- _Excerpted records_:
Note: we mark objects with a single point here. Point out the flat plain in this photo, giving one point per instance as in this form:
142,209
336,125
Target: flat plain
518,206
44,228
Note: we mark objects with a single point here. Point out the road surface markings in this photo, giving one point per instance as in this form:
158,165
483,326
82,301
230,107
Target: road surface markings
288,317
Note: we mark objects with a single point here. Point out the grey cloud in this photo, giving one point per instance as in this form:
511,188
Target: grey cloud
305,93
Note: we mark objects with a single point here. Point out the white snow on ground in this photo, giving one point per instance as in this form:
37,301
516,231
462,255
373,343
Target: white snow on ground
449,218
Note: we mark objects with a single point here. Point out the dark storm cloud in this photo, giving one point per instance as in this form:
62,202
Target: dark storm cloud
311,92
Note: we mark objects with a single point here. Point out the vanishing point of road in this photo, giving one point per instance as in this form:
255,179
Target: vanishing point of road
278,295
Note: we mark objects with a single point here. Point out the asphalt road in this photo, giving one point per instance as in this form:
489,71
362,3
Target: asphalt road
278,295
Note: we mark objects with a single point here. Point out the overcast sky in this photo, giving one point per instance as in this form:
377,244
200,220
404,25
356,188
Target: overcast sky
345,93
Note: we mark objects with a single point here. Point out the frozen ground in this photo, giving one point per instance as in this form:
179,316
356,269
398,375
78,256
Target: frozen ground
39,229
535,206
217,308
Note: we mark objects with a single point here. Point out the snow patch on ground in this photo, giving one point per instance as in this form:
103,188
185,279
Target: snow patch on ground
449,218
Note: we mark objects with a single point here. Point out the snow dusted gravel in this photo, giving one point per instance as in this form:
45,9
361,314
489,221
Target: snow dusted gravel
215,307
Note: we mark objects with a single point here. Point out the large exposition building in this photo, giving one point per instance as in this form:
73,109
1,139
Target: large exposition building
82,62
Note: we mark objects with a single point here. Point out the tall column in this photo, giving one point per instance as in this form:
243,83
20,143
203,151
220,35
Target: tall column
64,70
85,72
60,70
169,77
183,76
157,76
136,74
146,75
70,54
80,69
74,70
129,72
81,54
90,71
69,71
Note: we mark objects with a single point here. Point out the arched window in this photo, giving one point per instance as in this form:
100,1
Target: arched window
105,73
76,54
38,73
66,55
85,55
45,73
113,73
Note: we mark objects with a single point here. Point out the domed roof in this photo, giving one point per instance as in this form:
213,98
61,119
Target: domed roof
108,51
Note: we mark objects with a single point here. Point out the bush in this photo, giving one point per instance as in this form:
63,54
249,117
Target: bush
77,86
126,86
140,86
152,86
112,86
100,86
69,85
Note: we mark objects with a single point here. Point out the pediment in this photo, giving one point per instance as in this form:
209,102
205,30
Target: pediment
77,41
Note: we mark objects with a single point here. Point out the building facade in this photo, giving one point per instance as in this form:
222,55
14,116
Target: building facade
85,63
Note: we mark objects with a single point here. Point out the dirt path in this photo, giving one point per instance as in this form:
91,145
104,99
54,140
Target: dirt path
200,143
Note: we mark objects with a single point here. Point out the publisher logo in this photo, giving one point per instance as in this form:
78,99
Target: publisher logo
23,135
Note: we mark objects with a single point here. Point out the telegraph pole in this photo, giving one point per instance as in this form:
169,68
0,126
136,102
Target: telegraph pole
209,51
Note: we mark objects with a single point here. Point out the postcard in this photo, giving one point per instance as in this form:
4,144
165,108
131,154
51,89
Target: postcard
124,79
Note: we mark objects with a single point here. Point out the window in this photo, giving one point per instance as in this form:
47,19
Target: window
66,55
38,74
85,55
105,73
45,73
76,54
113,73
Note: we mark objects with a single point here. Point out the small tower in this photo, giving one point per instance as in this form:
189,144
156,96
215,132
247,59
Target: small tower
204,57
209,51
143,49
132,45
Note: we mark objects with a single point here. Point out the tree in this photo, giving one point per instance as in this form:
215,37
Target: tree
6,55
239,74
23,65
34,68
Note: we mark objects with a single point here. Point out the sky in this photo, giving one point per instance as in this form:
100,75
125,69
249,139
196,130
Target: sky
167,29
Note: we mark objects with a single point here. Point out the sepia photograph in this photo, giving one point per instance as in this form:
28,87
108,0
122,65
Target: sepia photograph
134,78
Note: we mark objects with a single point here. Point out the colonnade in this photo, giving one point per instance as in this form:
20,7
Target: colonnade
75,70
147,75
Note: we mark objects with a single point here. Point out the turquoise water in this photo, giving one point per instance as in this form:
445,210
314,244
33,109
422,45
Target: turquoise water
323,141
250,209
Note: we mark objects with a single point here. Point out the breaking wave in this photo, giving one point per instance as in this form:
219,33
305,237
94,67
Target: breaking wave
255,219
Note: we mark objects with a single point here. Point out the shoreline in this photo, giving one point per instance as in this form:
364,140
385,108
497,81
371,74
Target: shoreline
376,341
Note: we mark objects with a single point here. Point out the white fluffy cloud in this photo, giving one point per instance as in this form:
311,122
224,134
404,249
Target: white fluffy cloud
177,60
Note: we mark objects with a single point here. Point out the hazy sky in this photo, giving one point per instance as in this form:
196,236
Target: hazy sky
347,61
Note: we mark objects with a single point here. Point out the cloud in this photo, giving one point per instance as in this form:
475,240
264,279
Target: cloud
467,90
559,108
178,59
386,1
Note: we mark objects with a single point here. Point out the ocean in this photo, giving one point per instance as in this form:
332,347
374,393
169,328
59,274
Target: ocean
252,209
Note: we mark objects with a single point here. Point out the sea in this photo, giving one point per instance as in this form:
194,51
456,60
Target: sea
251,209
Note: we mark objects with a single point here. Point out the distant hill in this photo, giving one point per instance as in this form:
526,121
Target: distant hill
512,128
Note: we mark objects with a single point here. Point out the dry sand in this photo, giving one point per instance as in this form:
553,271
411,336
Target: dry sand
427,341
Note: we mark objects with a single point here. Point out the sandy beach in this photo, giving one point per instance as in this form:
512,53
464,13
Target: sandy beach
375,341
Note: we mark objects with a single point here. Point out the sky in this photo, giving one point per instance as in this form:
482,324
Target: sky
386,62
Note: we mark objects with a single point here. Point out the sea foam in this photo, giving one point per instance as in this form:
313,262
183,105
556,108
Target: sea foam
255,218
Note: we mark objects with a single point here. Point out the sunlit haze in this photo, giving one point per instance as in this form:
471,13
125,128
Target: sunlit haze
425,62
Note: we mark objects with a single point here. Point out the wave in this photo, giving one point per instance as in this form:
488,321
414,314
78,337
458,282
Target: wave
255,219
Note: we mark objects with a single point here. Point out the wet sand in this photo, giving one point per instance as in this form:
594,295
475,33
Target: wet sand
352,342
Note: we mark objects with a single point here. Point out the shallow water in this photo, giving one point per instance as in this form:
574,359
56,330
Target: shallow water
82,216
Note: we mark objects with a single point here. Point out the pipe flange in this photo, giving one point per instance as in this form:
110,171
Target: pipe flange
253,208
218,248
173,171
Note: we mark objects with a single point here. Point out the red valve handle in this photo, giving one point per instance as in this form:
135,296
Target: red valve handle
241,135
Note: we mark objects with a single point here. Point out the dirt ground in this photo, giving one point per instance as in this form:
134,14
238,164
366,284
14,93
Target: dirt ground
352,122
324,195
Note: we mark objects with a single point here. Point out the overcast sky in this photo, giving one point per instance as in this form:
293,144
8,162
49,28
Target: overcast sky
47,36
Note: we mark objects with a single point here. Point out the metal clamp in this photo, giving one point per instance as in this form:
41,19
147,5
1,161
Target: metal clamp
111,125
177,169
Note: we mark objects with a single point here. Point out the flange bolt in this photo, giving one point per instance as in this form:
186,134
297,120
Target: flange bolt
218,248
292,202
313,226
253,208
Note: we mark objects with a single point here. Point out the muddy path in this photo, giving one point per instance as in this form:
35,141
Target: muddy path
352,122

- _What is needed_:
Exactly and only the lines from the line containing "out the sunlit" through the last line of the entries should be copied, both ends included.

- _Final result_:
Note: we mark objects with a single point here. Point out the sunlit haze in this photo, giving one point per instance as in this form:
471,13
125,128
Target: sunlit haze
425,62
Note: we mark objects with a single point here. Point out the wave in this photo, giving one point per instance as in this form:
488,321
414,314
78,337
458,282
Target: wave
255,219
Note: we mark objects with a single point here. Point out the wet sand in this photo, giving one point per instance as in this form:
594,295
475,33
Target: wet sand
352,342
Note: we mark objects with a single point here. Point out the shallow water in this photo, giving one point per instance as in this form:
574,359
56,330
Target: shallow water
82,216
Note: we mark objects with a single point here. Point out the pipe flange in this photo, giving one point per instance as in this form:
110,171
Target: pipe flange
253,208
218,248
173,171
Note: we mark objects with a single point here. Point out the red valve handle in this photo, giving one point per instance as in this form:
135,296
Target: red valve handle
241,135
Note: we mark objects with a single point here. Point out the dirt ground in this photo, giving one point per instance as in this form:
134,14
238,164
366,284
14,93
Target: dirt ground
352,122
324,195
Note: we mark objects with a single point here. Point out the overcast sky in this photo, giving one point per instance as in this form:
293,144
8,162
49,28
Target: overcast sky
47,36
Note: we mark objects with a single point here. Point out the metal clamp in this photo, giving one point per instance as in this form:
41,19
147,5
1,161
Target: metal clamp
111,125
177,169
Note: we mark objects with a single point here. Point out the flange bolt in this photo, giving one point per instance as in this form:
186,134
297,120
Target: flange bolt
218,248
292,202
313,226
253,208
Note: we mark objects with a single point here. Point out the muddy path in this photo, giving one point per instance as in this form:
35,141
Target: muddy path
352,122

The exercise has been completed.